**Instructions to follow**
Copy the records verbatim from their first line through the line containing "58L87 64L87 75L90", including both ends.

[Collected data]
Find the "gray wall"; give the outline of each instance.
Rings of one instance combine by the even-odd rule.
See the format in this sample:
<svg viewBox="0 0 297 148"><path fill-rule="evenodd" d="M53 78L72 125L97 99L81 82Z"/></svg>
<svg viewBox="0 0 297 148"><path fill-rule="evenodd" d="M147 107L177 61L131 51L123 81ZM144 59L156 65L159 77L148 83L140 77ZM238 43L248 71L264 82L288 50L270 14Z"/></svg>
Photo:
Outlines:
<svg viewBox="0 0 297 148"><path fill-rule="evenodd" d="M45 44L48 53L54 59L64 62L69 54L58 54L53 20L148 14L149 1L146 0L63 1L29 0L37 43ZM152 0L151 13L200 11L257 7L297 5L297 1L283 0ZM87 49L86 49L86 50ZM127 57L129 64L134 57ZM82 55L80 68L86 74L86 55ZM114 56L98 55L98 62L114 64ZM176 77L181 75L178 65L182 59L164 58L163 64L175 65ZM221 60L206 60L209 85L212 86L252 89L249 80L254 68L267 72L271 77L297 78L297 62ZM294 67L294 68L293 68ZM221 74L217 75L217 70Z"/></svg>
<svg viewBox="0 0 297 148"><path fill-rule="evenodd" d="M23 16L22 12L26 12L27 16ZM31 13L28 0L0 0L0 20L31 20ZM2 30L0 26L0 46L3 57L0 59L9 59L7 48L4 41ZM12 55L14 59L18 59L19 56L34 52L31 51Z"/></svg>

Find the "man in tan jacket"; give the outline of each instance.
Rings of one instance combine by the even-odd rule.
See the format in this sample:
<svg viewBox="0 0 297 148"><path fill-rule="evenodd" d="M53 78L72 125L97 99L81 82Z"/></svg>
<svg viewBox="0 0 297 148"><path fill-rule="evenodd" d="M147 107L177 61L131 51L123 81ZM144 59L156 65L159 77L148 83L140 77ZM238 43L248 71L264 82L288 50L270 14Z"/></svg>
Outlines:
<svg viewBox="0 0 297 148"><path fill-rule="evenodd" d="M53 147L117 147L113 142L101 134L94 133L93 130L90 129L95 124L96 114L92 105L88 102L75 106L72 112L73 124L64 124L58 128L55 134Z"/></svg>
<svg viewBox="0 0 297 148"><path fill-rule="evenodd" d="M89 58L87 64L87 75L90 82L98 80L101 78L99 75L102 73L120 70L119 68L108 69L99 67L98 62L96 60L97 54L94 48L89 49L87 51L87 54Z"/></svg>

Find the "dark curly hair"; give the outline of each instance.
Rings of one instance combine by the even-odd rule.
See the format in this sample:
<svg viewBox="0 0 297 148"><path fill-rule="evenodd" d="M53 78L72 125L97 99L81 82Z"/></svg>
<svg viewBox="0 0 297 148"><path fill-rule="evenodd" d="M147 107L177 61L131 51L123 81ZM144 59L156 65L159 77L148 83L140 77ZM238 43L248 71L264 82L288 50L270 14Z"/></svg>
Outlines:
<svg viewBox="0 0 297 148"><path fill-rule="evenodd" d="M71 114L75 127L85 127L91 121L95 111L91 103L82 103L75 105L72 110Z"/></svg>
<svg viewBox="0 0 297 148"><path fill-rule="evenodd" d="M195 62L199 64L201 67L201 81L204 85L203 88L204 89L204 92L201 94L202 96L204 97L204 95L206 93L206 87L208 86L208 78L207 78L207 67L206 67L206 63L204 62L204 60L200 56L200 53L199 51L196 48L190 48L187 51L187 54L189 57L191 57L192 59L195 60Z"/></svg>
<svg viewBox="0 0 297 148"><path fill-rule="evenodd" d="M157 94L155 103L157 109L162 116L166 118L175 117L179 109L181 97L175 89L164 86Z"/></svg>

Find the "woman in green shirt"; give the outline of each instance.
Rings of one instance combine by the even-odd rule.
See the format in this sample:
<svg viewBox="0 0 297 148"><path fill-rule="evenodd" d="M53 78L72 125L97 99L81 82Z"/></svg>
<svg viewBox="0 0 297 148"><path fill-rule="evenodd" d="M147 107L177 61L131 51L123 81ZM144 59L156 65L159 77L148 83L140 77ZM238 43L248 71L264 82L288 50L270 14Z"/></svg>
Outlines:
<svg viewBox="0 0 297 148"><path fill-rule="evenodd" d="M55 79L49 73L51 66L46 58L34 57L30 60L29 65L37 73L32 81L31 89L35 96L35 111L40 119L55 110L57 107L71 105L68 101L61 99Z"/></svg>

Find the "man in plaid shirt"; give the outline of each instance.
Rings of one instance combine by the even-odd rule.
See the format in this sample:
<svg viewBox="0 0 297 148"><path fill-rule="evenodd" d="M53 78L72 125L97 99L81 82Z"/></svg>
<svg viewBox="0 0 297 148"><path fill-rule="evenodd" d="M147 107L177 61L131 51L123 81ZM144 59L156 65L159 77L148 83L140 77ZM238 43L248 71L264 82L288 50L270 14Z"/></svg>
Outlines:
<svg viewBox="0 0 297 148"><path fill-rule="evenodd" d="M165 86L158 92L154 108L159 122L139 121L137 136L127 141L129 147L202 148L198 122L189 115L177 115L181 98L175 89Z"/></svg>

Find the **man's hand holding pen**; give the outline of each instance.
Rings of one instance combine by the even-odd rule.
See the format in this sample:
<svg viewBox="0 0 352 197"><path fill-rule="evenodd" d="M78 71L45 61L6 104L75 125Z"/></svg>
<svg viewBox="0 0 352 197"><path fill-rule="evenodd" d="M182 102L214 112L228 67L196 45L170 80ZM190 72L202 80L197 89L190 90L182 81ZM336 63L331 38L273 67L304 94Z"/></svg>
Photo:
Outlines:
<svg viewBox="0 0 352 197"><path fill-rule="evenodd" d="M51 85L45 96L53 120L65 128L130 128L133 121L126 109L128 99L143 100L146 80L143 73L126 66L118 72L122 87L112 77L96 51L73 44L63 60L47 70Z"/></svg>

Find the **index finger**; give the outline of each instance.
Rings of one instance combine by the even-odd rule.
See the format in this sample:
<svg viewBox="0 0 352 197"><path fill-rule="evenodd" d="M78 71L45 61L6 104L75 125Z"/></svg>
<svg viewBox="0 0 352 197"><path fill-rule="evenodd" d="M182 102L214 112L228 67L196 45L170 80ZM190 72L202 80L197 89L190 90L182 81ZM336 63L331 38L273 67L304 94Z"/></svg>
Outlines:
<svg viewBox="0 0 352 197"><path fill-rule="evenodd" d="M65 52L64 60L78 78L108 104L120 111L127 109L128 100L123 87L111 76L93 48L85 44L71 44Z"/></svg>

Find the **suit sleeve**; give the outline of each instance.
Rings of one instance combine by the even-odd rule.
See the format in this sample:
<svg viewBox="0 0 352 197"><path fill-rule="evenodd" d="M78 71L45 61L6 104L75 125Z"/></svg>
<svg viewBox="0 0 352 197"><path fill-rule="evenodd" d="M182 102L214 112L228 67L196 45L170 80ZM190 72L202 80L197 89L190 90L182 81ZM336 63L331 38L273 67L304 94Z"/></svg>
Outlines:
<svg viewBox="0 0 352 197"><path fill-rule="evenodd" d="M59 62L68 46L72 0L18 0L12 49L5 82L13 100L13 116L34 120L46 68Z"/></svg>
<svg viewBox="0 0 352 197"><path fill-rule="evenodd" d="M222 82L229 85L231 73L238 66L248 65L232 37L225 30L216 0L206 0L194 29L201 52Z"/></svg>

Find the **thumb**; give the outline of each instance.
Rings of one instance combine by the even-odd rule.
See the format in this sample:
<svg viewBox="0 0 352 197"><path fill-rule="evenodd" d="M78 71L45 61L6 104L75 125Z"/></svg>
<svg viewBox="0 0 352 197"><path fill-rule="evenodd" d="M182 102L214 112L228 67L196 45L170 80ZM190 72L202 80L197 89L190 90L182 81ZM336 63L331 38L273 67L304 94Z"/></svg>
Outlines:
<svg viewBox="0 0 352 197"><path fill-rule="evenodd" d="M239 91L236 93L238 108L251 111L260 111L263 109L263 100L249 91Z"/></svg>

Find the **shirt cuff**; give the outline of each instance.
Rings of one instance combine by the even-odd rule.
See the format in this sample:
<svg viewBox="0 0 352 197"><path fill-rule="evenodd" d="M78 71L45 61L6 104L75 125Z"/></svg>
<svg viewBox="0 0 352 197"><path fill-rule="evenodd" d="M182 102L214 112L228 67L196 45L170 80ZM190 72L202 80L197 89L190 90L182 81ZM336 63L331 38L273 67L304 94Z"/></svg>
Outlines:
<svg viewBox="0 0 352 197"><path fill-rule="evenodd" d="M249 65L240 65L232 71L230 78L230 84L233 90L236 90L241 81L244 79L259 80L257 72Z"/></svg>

**Output of the exercise**
Find the "gray wall"; give the outline of each instance.
Rings of one instance combine by the even-odd rule.
See the format in this sample:
<svg viewBox="0 0 297 148"><path fill-rule="evenodd" d="M53 78L72 125L97 99L81 82Z"/></svg>
<svg viewBox="0 0 297 148"><path fill-rule="evenodd" d="M147 107L177 61L131 51L123 81ZM144 59L156 65L159 77L148 83L140 77ZM238 43L248 71L264 82L288 50L270 14Z"/></svg>
Photo:
Outlines:
<svg viewBox="0 0 297 148"><path fill-rule="evenodd" d="M45 44L48 53L54 59L64 62L69 54L58 54L53 20L148 14L149 1L146 0L63 1L29 0L37 43ZM152 0L151 13L200 11L257 7L297 5L297 1L283 0ZM87 49L86 49L86 50ZM127 57L129 64L134 57ZM82 55L80 68L86 74L86 55ZM114 56L98 55L98 62L114 64ZM176 77L181 75L178 65L182 59L164 58L163 64L175 65ZM221 60L206 60L209 85L212 86L252 89L249 80L254 68L267 72L271 77L297 78L297 62ZM294 67L294 68L293 68ZM221 74L217 75L217 70Z"/></svg>
<svg viewBox="0 0 297 148"><path fill-rule="evenodd" d="M23 16L22 12L26 12L27 16ZM31 13L28 0L0 0L0 20L31 20ZM2 30L0 26L0 46L3 57L0 59L9 59L7 48L4 41ZM12 55L14 59L18 59L19 56L34 52L31 51Z"/></svg>

Find the "man in tan jacket"; give the outline of each instance.
Rings of one instance combine by the even-odd rule.
See the format in this sample:
<svg viewBox="0 0 297 148"><path fill-rule="evenodd" d="M53 78L72 125L97 99L81 82Z"/></svg>
<svg viewBox="0 0 297 148"><path fill-rule="evenodd" d="M147 107L177 61L131 51L123 81ZM144 59L156 65L159 77L148 83L140 77ZM238 43L248 71L264 82L288 50L270 14Z"/></svg>
Outlines:
<svg viewBox="0 0 297 148"><path fill-rule="evenodd" d="M53 147L117 147L113 142L101 134L94 133L93 130L90 129L95 124L96 114L92 105L88 102L75 106L72 112L73 124L64 124L58 128L55 134Z"/></svg>
<svg viewBox="0 0 297 148"><path fill-rule="evenodd" d="M89 58L87 64L87 75L90 82L98 80L101 78L99 75L102 73L120 70L119 68L108 69L99 67L98 62L96 60L97 54L94 48L89 49L87 51L87 54Z"/></svg>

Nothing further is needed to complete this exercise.